2. Est-il est raisonnable de la part de la Section de la protection des réfugiés d’invoquer la preuve qu’un réfugié a pris des mesures pour se protéger de son agent de persécution [ou de celui du membre de sa famille qui est le demandeur d’asile principal] pour réfuter la présomption selon laquelle un réfugié qui acquiert [ou renouvelle] un passeport délivré par son pays d’origine et l’utilise pour retourner dans ce pays a eu l’intention de se réclamer de la protection de cet État?
[41] Signalons que si la décision de la SPR qui fait l’objet du contrôle en l’espèce est fondée sur la décision Camayo, la SPR n’a pas bénéficié des motifs de la Cour d’appel fédérale dans l’arrêt Galindo Camayo.
[42] En l’espèce, il n’est pas contesté que le défendeur, qui avait obtenu l’asile au Canada et y avait la résidence permanente, en utilisant son passeport afghan pour se rendre à deux reprises en Afghanistan a fait jouer la présomption selon laquelle il avait l’intention de se réclamer de nouveau de la protection de ce pays et qu’il avait effectivement obtenu cette protection. La question en litige est de savoir si la SPR a commis une erreur en déterminant que le défendeur avait réfuté la présomption selon laquelle il avait l’intention de se réclamer de nouveau de la protection du pays dont il a la nationalité, car il a affirmé qu’il n’était pas conscient des graves conséquences d’un tel acte et qu’il n’avait pas l’intention d’accepter la protection diplomatique de l’Afghanistan.
[43] La SPR s’étant appuyée sur la décision Camayo, et vu l’arrêt Galindo Camayo de la Cour d’appel fédérale, il était manifestement raisonnable pour la SPR de prendre en considération, au moment de décider si le défendeur avait réfuté la présomption selon laquelle il se réclamait de nouveau de la protection du pays dont il avait la nationalité, l’état de ses connaissances subjectives concernant les dispositions relatives à la perte de l’asile. La SPR a jugé le défendeur crédible. Elle a accepté son témoignage selon lequel il ne savait pas qu’un voyage en Afghanistan avec son passeport afghan pouvait emporter le constat de la perte d’asile et la perte de son statut de résident permanent.
[44] De même, il était raisonnable pour la SPR, pour déterminer si la présomption quant à l’intention de se réclamer de nouveau de la protection du pays de nationalité avait été réfutée, de tenir compte du témoignage du défendeur selon lequel il avait pris des mesures pour se protéger des talibans.

Consigne –
Indiquez, d'après l'extrait du document, combien de fois le défendeur s'est rendu en Afghanistan en utilisant son passeport afghan.

Lignes de données –
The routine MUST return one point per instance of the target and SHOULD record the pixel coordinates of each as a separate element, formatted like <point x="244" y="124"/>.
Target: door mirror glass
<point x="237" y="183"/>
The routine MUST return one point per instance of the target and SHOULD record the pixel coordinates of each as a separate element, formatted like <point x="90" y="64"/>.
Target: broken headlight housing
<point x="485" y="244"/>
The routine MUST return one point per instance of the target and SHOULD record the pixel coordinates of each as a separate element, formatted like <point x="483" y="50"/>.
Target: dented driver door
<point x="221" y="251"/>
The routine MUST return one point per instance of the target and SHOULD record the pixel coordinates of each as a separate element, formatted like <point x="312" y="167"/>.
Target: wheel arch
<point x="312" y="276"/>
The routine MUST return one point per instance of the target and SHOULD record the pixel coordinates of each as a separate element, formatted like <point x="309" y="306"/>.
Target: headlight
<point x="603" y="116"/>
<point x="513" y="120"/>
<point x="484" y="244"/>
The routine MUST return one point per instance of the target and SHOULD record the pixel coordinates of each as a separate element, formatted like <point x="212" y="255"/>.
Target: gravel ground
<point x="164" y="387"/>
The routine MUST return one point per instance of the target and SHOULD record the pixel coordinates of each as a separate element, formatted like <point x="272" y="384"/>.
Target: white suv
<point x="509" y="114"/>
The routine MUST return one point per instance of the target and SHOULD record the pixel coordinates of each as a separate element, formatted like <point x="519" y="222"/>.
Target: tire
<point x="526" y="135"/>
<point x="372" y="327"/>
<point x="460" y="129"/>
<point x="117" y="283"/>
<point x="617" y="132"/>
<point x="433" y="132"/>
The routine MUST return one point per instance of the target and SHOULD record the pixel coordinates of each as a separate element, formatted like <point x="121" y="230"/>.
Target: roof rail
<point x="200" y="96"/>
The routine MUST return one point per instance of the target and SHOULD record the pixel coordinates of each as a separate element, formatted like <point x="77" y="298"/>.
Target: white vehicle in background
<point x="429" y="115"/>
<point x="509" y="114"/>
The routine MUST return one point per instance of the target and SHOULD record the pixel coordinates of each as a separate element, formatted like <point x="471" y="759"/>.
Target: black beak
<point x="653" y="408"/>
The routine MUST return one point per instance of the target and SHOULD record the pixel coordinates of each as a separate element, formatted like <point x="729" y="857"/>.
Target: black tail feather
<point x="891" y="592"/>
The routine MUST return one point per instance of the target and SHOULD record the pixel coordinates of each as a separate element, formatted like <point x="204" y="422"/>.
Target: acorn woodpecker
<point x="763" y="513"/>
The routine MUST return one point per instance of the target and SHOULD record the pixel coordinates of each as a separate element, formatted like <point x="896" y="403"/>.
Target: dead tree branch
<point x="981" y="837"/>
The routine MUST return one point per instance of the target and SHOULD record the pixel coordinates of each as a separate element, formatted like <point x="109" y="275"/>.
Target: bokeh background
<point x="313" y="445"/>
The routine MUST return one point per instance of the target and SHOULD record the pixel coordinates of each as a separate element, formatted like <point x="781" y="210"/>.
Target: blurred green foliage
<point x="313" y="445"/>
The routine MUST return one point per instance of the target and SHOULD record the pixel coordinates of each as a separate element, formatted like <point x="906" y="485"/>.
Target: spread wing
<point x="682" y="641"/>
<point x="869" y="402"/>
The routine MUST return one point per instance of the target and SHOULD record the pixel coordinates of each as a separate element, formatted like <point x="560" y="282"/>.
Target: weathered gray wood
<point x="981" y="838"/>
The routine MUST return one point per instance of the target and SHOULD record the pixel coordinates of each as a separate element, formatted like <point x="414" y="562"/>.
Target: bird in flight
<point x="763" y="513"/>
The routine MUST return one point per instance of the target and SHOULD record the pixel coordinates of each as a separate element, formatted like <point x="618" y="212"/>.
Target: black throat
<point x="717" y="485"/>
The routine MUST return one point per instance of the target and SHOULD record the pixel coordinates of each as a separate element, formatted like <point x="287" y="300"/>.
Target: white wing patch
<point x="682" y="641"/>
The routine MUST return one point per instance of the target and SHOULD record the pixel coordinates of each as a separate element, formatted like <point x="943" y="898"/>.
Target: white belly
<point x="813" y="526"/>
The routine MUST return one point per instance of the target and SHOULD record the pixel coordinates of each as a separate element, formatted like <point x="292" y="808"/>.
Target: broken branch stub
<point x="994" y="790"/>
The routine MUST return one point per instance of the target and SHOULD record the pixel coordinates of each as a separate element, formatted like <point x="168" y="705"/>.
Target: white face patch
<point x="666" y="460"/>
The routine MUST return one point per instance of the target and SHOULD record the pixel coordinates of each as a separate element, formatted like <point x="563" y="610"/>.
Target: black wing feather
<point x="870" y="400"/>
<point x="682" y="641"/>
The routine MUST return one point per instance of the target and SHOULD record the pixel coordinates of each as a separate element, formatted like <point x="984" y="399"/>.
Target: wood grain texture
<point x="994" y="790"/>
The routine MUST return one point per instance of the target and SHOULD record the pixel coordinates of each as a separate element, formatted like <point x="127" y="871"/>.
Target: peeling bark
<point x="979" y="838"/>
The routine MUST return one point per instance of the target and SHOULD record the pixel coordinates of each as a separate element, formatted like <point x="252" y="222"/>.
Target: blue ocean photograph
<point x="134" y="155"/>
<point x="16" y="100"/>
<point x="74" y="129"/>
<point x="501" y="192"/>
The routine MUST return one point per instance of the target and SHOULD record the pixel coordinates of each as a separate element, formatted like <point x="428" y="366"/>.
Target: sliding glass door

Résultat attendu –
Il s'y est rendu à deux reprises.